# ТЕКСТ ДЛЯ ЧТЕНИЯ:
..........

Я пролежал почти месяц. Несмотря на высокую температуру, я не терял сознания. Мысль моя работала ясно, и я даже чувствовал себя бодро. Я сам умывался и вставал, когда мне было нужно. Но ослабел я тогда, когда начала падать температура. Я не думал поправиться и был глубоко убежден, что я умру. Я был готов к этому, но удручала меня только одна мысль. На кладбище в с. Кашино нет ни одной русской могилы, и я решил просить председателя загребской колонии, моего товарища детства полковника Н. Н. Стреха, чтобы меня похоронили за счет колонии или в Лоборе с русскими, или в Загребе. Но в этот день к вечеру температура несколько упала, и я видел по Николаю Васильевичу, что кризис миновал. Я поправлялся медленно, но опять начал свои уроки музыки и понемногу возобновил игру на рояле.
Мой брат уверяет меня, что ему здесь нравится и что в этом тихом уединении он будет иметь возможность продолжать свои научные работы. Мы с Надеждой Петровной рассуждали иначе. Она первое время говорила, что готова повеситься на первом суку, но потом обвыкла. А я... Я все думаю и думаю.

..........

# ЦЕЛЬ ЗАДАНИЯ 1:
Приведите записи из набора данных ниже в виде JSON-списка строк: начните со строки, где есть "Where can the tree trunk", и дойдите до самого конца записей. Каждая строка должна стать отдельной строкой списка, пустые строки пропустите.

Записи, перечисленные в наборе данных:
..........

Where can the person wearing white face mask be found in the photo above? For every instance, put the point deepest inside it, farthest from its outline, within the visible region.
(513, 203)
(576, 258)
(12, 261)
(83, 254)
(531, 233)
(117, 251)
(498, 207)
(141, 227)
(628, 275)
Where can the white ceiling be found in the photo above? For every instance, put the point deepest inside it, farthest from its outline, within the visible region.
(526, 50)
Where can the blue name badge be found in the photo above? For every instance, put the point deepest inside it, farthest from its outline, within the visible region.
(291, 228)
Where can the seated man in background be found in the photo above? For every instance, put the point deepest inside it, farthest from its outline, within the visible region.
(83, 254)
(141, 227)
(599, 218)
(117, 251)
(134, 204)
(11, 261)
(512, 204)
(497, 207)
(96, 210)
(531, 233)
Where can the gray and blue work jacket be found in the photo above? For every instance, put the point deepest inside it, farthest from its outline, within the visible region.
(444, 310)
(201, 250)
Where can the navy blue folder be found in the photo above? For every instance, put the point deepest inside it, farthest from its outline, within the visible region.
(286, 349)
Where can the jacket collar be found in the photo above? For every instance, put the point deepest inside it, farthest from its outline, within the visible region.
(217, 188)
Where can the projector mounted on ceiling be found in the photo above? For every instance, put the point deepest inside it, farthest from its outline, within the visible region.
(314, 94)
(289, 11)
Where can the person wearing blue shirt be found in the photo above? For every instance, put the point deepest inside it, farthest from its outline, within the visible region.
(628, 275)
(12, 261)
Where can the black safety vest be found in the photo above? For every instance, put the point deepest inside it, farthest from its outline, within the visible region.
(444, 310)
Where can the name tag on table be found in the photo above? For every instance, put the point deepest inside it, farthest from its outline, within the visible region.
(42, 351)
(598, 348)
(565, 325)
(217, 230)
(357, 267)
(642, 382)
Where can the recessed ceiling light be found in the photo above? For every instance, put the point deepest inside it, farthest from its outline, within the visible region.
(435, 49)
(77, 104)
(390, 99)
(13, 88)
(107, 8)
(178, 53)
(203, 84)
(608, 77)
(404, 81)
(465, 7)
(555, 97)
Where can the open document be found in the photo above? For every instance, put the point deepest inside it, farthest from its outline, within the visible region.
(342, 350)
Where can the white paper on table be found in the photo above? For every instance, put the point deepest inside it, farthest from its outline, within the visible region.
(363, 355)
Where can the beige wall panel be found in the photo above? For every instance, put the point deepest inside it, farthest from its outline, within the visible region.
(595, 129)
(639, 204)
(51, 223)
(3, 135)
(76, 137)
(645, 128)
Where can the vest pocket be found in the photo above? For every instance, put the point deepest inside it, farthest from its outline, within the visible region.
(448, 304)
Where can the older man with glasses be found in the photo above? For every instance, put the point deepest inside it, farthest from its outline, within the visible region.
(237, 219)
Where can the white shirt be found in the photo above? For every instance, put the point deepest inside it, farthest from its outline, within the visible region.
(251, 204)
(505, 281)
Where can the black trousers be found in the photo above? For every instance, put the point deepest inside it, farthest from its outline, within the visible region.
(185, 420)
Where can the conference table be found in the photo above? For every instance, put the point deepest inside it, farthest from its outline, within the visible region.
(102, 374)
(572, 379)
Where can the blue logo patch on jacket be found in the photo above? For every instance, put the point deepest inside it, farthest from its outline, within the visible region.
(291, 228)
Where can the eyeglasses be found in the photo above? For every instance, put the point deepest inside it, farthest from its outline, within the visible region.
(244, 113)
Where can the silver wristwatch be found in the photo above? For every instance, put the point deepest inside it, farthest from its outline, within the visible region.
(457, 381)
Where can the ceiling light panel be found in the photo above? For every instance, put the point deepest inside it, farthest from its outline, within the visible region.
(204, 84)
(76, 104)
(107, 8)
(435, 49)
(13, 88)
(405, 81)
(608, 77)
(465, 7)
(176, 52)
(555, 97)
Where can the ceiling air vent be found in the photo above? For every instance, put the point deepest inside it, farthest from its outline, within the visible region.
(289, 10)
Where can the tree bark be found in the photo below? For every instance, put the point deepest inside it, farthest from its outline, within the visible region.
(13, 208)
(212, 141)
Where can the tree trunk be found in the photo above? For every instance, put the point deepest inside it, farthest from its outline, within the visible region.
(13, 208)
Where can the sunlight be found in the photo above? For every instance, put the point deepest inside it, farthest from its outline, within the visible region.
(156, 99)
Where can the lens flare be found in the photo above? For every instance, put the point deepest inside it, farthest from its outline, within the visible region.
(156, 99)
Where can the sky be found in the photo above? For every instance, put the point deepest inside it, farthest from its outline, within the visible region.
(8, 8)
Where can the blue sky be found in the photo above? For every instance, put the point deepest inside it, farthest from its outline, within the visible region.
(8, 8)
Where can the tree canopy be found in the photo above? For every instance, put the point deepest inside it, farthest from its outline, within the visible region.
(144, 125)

..........

# ЦЕЛЬ ЗАДАНИЯ 2:
Где, согласно тексту для чтения, нет ни одной русской могилы?

# ОТВЕТ 1:
[
  "Where can the tree trunk be found in the photo above? For every instance, put the point deepest inside it, farthest from its outline, within the visible region.",
  "(13, 208)",
  "Where can the sunlight be found in the photo above? For every instance, put the point deepest inside it, farthest from its outline, within the visible region.",
  "(156, 99)",
  "Where can the lens flare be found in the photo above? For every instance, put the point deepest inside it, farthest from its outline, within the visible region.",
  "(156, 99)",
  "Where can the sky be found in the photo above? For every instance, put the point deepest inside it, farthest from its outline, within the visible region.",
  "(8, 8)",
  "Where can the blue sky be found in the photo above? For every instance, put the point deepest inside it, farthest from its outline, within the visible region.",
  "(8, 8)",
  "Where can the tree canopy be found in the photo above? For every instance, put the point deepest inside it, farthest from its outline, within the visible region.",
  "(144, 125)"
]

# ОТВЕТ 2:
На кладбище в с. Кашино.